▶ EXERCISE REQUIREMENTS:
Reproduce the listing in its entirety. Do not reproduce the pictures.
BEGIN
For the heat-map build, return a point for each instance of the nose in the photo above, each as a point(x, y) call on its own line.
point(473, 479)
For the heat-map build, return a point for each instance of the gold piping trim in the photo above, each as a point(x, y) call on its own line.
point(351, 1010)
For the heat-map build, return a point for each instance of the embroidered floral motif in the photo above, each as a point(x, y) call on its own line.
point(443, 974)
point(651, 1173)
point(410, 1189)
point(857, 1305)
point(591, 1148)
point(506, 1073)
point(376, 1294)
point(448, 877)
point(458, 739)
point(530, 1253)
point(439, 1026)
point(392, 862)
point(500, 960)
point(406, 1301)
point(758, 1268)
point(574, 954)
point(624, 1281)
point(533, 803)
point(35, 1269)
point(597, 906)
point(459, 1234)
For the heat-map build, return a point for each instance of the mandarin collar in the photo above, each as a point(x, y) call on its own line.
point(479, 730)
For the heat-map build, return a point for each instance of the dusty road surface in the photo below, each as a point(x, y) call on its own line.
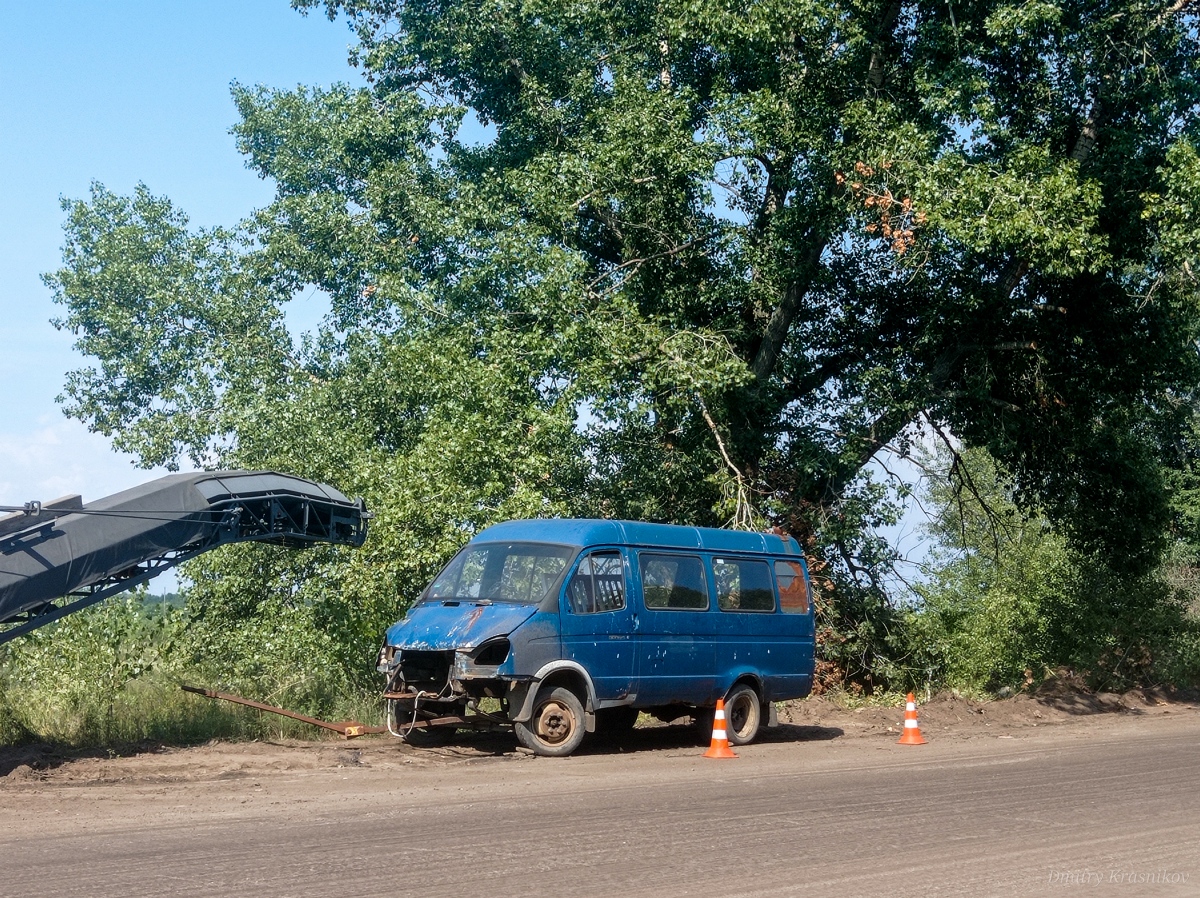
END
▶ ANSWER:
For the heat-map build, return a point for each instance of the nose in the photo above, each as a point(x, y) call on its own line.
point(473, 479)
For the heat-map build, return a point for each instance of the gold piping trim in the photo above, each as a point(x, y) call on its own line.
point(351, 1010)
For the heat-map build, return a point for each instance of the embroidered floral motif in the photo above, each as a point(x, y) call on its own line.
point(443, 974)
point(651, 1173)
point(410, 1189)
point(857, 1305)
point(591, 1148)
point(506, 1073)
point(376, 1294)
point(448, 877)
point(458, 739)
point(530, 1253)
point(439, 1026)
point(392, 862)
point(500, 960)
point(406, 1301)
point(758, 1268)
point(574, 954)
point(624, 1281)
point(533, 803)
point(35, 1269)
point(597, 906)
point(459, 1234)
For the heat-map build, return a point for each instance of the mandarin collar in the photo above, each as a point(x, y) call on its own line.
point(479, 730)
For the heat-map build, return a point for each instance of the dusty road surface in the photo below, each as a point(x, y) call on its own line.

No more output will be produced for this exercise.